Someone’s dropping the baton when it comes to pediatric discharge information, but just who that is appears to depend on what part of the relay team you’re on.
A full 85% of hospitalists said they reliably send discharge information and 79% said it contained all elements needed by the primary care physician.
Only 72% of PCPs, however, said they got the information and only 65% felt it was complete.
"Perceptions of PCPs and hospitalists regarding the timeliness and content of discharge communication do differ significantly," Dr. JoAnna Leyenaar said at the recent Pediatric Hospital Medicine 2012.
Although the majority of the PCPs surveyed said they receive communication within 2 days of discharge, "the content may be suboptimal," she added.
Information about immunizations given during hospitalization proved particularly troublesome, with a "communication gap" of 47% existing between the 83% of PCPs who rated information about this clinical element as "essential" and the 36% who said they currently received it.
"We certainly know that avoidance of duplicate immunizations reduces unnecessary patient discomfort, costs, and adverse events, so the size of this gap was surprising and concerning," said Dr. Leyenaar, a pediatrician at Boston’s Tufts Medical Center. "When we asked hospitalists about what was essential, they agreed that immunizations were essential to report, which suggests that this gap is less related to differences in hospitalist and PCP perspectives and potentially more related to communication system issues."
Other clinical elements where the baton pass proved wonky were: pending lab or test results, with a gap of 30% (75% essential vs. 45% currently received), information on discharge medications, with a gap of 25% (96% vs. 72%), and suggested management plans, with a gap of about 22% (72% vs. 51%).

Items from a data source
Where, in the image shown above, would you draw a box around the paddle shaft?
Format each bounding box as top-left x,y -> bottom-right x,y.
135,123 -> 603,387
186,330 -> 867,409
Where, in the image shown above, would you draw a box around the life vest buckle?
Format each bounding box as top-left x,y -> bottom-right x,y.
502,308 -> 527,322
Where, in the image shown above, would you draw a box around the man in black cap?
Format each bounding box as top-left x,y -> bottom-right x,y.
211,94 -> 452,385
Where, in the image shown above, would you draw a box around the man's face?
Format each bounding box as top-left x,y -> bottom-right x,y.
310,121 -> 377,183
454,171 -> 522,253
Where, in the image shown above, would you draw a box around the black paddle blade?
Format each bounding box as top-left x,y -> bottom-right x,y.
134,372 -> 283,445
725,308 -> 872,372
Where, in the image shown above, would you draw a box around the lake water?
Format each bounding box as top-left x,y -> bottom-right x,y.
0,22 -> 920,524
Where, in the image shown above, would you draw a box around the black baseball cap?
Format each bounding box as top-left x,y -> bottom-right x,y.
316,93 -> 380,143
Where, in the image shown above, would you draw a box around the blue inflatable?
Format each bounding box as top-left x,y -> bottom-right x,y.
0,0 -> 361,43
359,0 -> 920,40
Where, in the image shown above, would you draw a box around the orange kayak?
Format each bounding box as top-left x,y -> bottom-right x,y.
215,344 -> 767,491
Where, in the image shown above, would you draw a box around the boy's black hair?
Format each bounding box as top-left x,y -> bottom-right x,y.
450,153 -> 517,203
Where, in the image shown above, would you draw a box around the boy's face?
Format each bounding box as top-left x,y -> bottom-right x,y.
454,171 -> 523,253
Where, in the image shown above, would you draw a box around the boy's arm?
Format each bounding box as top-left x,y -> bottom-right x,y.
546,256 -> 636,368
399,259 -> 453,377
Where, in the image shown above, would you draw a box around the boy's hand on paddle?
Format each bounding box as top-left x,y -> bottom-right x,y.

What you will do.
1. List each clinical element for which the article on pediatric discharge communication reports a communication gap, with the size of that gap.
2. From the article on pediatric discharge communication, return the part that opens with the words containing "A full 85% of" and closes with "it was complete.".
3. According to the article on pediatric discharge communication, where does Dr. Leyenaar work as a pediatrician?
Rely only on the article on pediatric discharge communication.

Answers for each item.
1.
- Immunizations given during hospitalization: 47%
- Pending lab or test results: 30%
- Discharge medications: 25%
- Suggested management plans: about 22%

2.
A full 85% of hospitalists said they reliably send discharge information and 79% said it contained all elements needed by the primary care physician.
Only 72% of PCPs, however, said they got the information and only 65% felt it was complete.

3. Boston's Tufts Medical Center